**** RECORDS TO USE
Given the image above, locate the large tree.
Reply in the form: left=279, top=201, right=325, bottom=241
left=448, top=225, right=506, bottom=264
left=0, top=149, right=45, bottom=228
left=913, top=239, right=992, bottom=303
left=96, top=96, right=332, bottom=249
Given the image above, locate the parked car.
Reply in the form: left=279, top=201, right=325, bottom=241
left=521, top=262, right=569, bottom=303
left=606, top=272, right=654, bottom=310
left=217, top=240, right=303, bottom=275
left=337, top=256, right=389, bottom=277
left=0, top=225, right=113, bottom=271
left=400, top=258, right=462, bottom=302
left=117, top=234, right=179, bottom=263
********
**REQUIREMENT:**
Present these lines as a Markdown table with the columns n and Line, numbering each row and leaving out any blank lines.

**TASK ANSWER:**
| n | Line |
|---|---|
| 1 | Given the image above, locate the large tree. |
| 2 | Reply in the form: left=279, top=201, right=325, bottom=241 |
| 3 | left=448, top=225, right=506, bottom=264 |
| 4 | left=0, top=149, right=45, bottom=228 |
| 5 | left=913, top=239, right=992, bottom=303 |
| 6 | left=96, top=96, right=332, bottom=249 |
| 7 | Given the image above, locate the parked car. |
| 8 | Reply in the form: left=279, top=201, right=325, bottom=241 |
| 9 | left=521, top=262, right=569, bottom=303 |
| 10 | left=606, top=272, right=654, bottom=310 |
| 11 | left=217, top=240, right=303, bottom=275 |
| 12 | left=337, top=256, right=389, bottom=277 |
| 13 | left=0, top=225, right=113, bottom=271 |
| 14 | left=400, top=258, right=462, bottom=302 |
| 15 | left=117, top=234, right=179, bottom=263 |